В религиозной и околорелигиозной живописи сюжетное название часто обещает моральное различие — святая / грешница, экстаз / падение, покаяние / соблазн, мученичество / наслаждение. Но визуально эти состояния нередко строятся одинаково: через обнажение, потерю контроля, запрокинутую голову, закрытые глаза, жест рук, контраст света и тьмы, драпировку, слёзы, рану, стрелу, кинжал или направленный луч. Поэтому зритель сначала видит тело в пограничном состоянии, а уже потом узнаёт, «правильно» ли это тело читать как святое, грешное, страдающее или желающее.
XVI–XVII века: В Средневековье уже есть устойчивые типы святости, покаяния, мученичества и искушения; в Ренессансе и барокко тело становится более чувственным и театральным; в XIX–XX веках религиозные формулы переходят в светские сюжеты — истерию, меланхолию, желание, травму, перформанс, сценические образы.
Я нахожу эту тему интересной для переосмысления постмодернистской живописи, лишенной прямого нарратива, часто использующей название картины для создания впечатления
1. Атрибуты как система моральной разметки
Один и тот же наклон головы может стать покаянием или алкогольным ступором, в зависиимости от того, какой предмет рядом — свеча или трубка.

СТРОКИ НАБОРА ДАННЫХ -

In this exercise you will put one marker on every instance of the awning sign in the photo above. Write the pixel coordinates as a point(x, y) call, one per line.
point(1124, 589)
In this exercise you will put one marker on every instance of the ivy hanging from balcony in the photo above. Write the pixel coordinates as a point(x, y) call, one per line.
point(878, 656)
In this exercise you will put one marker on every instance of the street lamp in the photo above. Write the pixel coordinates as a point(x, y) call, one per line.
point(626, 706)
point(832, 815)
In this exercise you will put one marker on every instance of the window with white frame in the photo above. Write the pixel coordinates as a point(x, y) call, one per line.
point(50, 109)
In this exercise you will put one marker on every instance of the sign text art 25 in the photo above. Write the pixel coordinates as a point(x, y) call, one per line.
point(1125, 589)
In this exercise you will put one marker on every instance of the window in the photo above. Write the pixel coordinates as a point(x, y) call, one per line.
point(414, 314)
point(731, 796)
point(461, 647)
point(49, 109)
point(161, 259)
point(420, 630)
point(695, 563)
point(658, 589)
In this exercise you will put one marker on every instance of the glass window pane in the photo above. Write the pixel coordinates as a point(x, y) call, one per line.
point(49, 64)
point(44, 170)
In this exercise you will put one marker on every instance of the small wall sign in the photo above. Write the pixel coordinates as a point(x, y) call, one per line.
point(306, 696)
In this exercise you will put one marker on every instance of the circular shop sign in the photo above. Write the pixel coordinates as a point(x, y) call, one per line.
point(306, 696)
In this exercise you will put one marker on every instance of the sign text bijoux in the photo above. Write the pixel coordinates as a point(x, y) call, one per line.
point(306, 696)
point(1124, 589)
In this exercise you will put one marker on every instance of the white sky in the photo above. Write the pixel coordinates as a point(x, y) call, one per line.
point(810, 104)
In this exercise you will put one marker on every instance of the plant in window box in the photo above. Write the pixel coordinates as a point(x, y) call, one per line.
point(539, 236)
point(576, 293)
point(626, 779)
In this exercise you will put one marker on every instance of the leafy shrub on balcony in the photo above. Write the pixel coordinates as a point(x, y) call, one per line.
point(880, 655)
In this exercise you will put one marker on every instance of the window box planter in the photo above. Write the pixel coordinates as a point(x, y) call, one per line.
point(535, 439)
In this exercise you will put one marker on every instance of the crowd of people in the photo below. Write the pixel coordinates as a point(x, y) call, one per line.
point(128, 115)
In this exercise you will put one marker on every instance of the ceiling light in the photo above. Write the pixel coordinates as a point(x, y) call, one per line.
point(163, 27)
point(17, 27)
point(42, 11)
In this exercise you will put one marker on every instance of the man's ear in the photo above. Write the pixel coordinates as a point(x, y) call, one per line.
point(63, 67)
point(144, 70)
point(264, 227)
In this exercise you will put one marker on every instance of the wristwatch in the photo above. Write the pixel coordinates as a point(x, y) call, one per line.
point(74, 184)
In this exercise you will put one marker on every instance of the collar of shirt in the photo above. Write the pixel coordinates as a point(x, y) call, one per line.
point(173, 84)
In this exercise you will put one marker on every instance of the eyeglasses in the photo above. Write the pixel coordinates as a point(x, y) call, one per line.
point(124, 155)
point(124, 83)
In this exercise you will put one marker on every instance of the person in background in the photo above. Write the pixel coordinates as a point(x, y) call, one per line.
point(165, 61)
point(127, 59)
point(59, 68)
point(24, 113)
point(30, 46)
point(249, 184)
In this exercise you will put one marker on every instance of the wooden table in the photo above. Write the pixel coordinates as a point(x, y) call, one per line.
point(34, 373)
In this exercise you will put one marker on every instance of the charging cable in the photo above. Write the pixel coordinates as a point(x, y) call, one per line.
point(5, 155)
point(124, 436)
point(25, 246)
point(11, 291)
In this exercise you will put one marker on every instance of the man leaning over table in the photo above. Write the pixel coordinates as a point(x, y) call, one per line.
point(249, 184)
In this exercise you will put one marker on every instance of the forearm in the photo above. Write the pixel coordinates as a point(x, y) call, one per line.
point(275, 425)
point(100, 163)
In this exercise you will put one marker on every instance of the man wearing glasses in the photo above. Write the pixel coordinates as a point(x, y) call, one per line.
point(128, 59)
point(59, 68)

ЗАДАНИЕ - Повторите дословно отрывок из текста о религиозной живописи, начиная со слов «XVI–XVII века: В» и заканчивая словами «перформанс, сценические образы.».

РЕЗУЛЬТАТ ВЫПОЛНЕНИЯ -
XVI–XVII века: В Средневековье уже есть устойчивые типы святости, покаяния, мученичества и искушения; в Ренессансе и барокко тело становится более чувственным и театральным; в XIX–XX веках религиозные формулы переходят в светские сюжеты — истерию, меланхолию, желание, травму, перформанс, сценические образы.